◆ Task directions ◆
The line containing "Target: cloudy sky" and every line after it, through the last, are to be extracted exactly; no other lines belong in the answer.

◆ Input for this task ◆
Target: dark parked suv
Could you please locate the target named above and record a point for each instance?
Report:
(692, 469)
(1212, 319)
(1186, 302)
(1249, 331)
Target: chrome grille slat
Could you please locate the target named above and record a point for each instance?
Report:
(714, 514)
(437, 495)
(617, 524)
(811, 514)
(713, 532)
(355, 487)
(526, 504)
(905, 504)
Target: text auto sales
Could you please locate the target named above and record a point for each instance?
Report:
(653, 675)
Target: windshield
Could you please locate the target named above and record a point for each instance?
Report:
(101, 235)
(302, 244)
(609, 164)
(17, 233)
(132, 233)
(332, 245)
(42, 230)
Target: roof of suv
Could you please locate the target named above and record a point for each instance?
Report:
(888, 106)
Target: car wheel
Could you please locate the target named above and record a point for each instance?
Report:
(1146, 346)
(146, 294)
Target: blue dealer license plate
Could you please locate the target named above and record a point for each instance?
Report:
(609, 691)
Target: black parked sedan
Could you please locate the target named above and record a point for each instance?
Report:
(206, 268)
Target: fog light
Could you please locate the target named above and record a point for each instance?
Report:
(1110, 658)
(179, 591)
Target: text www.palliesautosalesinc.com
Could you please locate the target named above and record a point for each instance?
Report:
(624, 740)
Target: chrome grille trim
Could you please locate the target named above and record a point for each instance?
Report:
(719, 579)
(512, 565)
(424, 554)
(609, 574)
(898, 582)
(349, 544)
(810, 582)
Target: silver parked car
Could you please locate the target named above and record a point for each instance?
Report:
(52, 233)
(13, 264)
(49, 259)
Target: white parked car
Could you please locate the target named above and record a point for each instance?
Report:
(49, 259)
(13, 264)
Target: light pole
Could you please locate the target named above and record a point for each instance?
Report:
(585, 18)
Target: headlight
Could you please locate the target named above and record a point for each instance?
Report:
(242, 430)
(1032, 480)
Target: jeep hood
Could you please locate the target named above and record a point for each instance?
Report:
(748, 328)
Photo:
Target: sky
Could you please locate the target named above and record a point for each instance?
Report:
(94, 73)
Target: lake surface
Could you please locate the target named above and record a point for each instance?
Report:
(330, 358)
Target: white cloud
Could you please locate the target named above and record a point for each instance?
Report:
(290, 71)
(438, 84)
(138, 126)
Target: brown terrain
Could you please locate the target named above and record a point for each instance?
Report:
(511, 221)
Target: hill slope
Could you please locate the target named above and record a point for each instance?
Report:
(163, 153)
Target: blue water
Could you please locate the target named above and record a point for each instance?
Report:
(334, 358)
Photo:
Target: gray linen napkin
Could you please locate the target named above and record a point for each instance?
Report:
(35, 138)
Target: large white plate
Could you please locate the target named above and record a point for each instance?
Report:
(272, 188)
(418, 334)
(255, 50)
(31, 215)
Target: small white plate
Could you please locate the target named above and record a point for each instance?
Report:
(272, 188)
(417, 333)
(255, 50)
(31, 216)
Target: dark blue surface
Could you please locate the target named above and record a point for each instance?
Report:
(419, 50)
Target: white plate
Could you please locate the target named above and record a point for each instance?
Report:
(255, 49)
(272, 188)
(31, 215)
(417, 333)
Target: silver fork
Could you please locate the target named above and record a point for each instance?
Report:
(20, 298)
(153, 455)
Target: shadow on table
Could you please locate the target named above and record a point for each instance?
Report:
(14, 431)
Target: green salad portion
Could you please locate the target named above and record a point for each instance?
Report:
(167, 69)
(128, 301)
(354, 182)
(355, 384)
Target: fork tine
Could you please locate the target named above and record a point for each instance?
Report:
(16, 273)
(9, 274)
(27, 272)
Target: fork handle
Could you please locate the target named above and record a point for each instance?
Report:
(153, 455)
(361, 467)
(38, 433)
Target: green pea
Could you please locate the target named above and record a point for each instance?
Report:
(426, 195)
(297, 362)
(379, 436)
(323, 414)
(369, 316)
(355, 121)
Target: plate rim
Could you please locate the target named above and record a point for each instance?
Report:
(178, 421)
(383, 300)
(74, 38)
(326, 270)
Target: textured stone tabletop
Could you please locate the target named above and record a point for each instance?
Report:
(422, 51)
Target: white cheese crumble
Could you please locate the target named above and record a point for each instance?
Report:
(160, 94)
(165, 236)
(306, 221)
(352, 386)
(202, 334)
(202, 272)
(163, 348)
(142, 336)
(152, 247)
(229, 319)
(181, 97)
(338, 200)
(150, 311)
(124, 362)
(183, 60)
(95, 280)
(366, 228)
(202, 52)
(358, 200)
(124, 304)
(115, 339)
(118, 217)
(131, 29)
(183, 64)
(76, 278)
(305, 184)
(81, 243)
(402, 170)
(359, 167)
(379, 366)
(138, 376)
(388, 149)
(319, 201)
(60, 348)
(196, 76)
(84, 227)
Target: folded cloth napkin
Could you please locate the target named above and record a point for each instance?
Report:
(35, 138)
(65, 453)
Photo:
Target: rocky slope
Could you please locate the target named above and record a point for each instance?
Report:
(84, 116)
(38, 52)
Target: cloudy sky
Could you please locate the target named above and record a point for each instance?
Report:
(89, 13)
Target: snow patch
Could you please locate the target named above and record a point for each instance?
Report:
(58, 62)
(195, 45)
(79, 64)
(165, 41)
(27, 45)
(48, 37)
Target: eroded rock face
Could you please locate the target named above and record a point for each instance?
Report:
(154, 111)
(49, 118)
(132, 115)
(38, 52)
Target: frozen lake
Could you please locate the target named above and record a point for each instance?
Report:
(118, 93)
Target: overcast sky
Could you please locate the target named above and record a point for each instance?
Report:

◆ Answer to this task ◆
Target: cloudy sky
Could you please locate the target named above and record a point for each instance?
Report:
(89, 13)
Target: snow patch
Could you please locate the target named above and record a point for each instance?
Report:
(58, 62)
(195, 45)
(79, 64)
(165, 41)
(27, 45)
(48, 37)
Target: eroded rock face
Could you please locate the target named above and record a point for each instance?
Report:
(154, 111)
(49, 118)
(132, 115)
(38, 52)
Target: frozen lake
Could you please locate the target named above and record a point for each instance?
Report:
(118, 93)
Target: overcast sky
Could you please locate the target named above and record a point for each instance?
Report:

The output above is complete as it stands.